**ДОКУМЕНТ**
Вот тогда, как вспоминает Фома Родионович, появилась мысль разом покончить все счеты с жизнью. Пару листочков бересты все же удалось сохранить, и они путешествовали с ним по всей стране, как самая дорогая реликвия. И в Кишинев с Фомой Родионовичем прибыли, и я держала в руках те бесценные символы стойкости человеческого духа.

Две вещи ему удалось сохранить из того мира, из прошлой еще жизни: небьющийся стеклянный стакан и ручку с золотым пером. Стакан был любимый – он из него пил дома чай, а ручкой пользовался все годы работы в гимназии. Во время “шмонов”, когда всех с вещами выставляли за лагерные ворота, а потом впускали по одному, ощупывая с головы до ног, он ухитрялся прятать ручку в манжете штанины, а стакан перед выходом за ворота бросать в кадку с водой, чтобы потом благополучно выловить. Но и тут постарался кто-то, донес. Отобрали и ручку, и стакан.

**МАТЕРИАЛ**
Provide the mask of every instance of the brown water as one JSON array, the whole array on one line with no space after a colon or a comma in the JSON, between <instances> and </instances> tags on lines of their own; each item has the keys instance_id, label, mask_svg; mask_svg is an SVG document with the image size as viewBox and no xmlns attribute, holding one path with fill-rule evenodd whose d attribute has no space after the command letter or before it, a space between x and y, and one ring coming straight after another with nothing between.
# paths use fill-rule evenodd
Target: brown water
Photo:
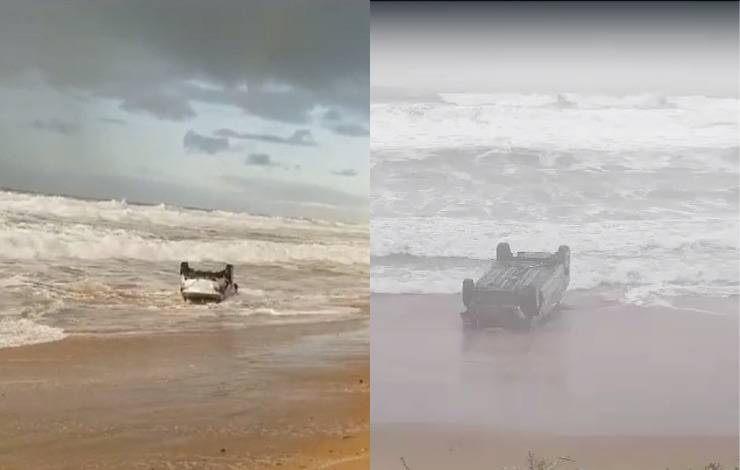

**СПИСОК ЗАДАНИЙ**
[1] Объясните по тексту о Фоме Родионовиче, зачем он перед выходом за лагерные ворота бросал стакан в кадку с водой. Ответ уложите в одно–три предложения.
[2] Верните дословно отрывок текста о Фоме Родионовиче от слов «Две вещи ему» до слов «ручку, и стакан.» включительно.
[3] Продолжите текст о Фоме Родионовиче, начав сразу после его последнего предложения.

**ОТВЕТЫ К УПРАЖНЕНИЮ**
[1] Во время «шмонов» всех выставляли с вещами за лагерные ворота, а потом впускали по одному и ощупывали с головы до ног. Стакан он бросал в кадку с водой, чтобы потом благополучно его выловить.

[2]
Две вещи ему удалось сохранить из того мира, из прошлой еще жизни: небьющийся стеклянный стакан и ручку с золотым пером. Стакан был любимый – он из него пил дома чай, а ручкой пользовался все годы работы в гимназии. Во время “шмонов”, когда всех с вещами выставляли за лагерные ворота, а потом впускали по одному, ощупывая с головы до ног, он ухитрялся прятать ручку в манжете штанины, а стакан перед выходом за ворота бросать в кадку с водой, чтобы потом благополучно выловить. Но и тут постарался кто-то, донес. Отобрали и ручку, и стакан.

[3]
“Отчаянию моему не было предела, – вспоминает Фома Родионович. – Показалось, что вместе с дорогими вещами я потерял последнюю надежду на возвращение”.

С тех пор прошел не один десяток лет, и история дальнейшей жизни моего доброго друга заслуживает того, чтобы быть рассказанной отдельно. Но это уже другая песня.

Есть люди, знакомство с которыми становится для тебя событием. Таким событием стала для меня встреча с Фомой Родионовичем Иваненко. Пусть же еще много-много лет ему ярко светит солнце и радуют новые книги, и помнятся любимые поэтические строки, и звучит любимая музыка. Он этого заслужил.

* * *

…Только вернулась из краткосрочного отпуска и тут же позвонила Фоме Родионовичу. Ответил чужой голос: “Он умер неделю назад”. Почему-то вспомнилось, как однажды, во время наших очередных неспешных “бесед при ясной луне”, он вдруг сказал: “Вы знаете, я не люблю прошедшего времени: был, жил, любил – нет, не приемлю”.

И я подумала: пусть в том, что я написала о Фоме Родионовиче до его смерти, не будет прошедшего времени.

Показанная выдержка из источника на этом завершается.